● Obiettivo
Indichi quante righe dei record contengono la parola "white", tenendo conto della distinzione tra maiuscole e minuscole. Riporti soltanto il numero.

● Materiali forniti
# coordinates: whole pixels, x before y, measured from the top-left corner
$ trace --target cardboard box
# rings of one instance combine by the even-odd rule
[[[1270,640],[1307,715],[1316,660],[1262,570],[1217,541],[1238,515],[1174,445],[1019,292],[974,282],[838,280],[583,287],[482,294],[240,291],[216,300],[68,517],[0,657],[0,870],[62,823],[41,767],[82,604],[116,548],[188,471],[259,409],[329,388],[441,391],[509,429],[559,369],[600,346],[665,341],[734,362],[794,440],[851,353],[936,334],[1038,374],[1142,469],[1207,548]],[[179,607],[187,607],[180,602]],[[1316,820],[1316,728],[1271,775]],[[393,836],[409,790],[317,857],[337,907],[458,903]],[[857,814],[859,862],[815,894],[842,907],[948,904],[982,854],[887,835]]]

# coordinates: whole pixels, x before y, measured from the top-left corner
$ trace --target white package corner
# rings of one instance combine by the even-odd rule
...
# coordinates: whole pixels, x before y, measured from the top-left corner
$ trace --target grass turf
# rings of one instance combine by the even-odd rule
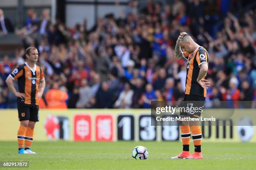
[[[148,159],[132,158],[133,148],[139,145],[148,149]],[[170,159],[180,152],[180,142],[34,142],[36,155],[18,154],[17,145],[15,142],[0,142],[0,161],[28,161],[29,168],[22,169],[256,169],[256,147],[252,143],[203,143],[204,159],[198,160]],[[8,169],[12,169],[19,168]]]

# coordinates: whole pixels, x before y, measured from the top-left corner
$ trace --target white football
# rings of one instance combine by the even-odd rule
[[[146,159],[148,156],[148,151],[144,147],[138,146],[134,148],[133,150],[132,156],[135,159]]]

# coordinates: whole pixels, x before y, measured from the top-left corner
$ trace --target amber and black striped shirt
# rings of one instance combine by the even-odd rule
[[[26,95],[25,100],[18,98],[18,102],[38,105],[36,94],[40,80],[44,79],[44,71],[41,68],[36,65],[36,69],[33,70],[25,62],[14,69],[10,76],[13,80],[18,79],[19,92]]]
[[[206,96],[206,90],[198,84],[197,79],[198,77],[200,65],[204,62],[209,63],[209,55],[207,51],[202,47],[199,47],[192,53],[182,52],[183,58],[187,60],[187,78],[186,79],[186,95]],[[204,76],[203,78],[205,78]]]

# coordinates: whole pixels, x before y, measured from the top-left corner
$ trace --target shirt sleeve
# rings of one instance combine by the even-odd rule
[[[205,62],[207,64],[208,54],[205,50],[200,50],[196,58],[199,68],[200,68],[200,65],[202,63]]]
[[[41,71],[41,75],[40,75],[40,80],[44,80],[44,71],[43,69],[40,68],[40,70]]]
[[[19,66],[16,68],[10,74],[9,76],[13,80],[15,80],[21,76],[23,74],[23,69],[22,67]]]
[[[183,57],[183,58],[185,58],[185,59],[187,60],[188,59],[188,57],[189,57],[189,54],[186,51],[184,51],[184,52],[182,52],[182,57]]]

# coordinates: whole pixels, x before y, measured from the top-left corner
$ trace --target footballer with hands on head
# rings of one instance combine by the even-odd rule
* * *
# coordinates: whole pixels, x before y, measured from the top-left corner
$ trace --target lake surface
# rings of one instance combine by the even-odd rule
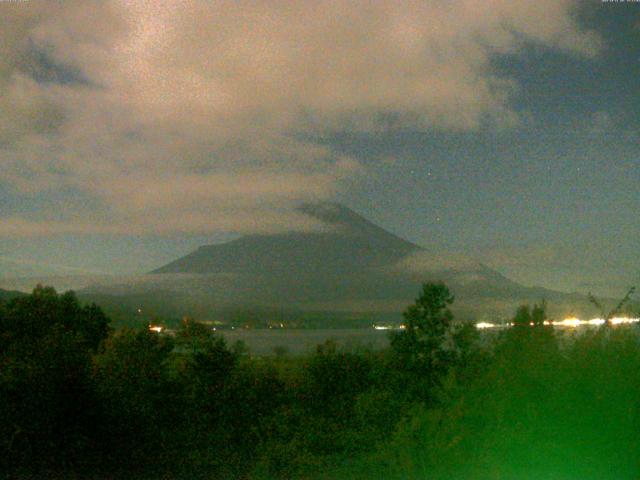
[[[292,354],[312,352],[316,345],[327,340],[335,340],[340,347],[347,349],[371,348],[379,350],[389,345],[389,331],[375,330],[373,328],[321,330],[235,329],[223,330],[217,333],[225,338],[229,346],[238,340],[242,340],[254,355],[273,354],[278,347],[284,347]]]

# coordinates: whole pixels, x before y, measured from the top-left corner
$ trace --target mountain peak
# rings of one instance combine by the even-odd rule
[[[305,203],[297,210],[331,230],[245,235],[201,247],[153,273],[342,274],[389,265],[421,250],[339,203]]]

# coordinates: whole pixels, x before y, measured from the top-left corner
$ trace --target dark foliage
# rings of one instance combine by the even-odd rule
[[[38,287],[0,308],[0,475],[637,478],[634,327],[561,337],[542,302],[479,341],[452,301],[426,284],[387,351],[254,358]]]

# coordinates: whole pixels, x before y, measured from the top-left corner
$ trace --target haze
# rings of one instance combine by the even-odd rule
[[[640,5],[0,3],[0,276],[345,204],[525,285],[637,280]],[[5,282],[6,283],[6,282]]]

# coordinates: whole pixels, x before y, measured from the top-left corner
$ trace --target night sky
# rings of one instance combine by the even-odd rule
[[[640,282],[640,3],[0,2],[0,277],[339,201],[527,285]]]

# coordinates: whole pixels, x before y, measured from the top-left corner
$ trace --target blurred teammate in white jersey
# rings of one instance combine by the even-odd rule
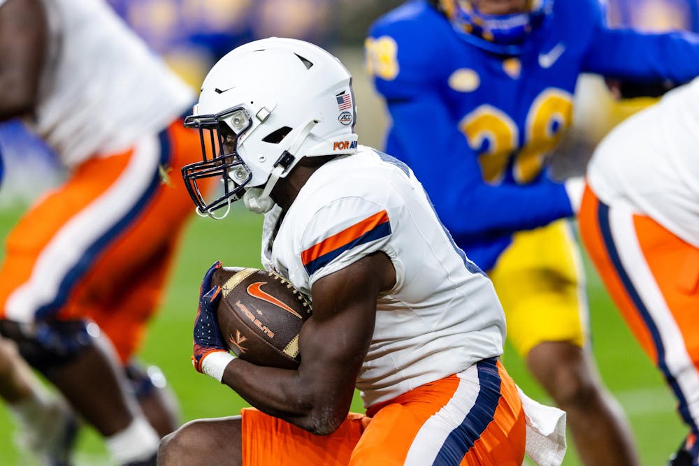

● Output completo
3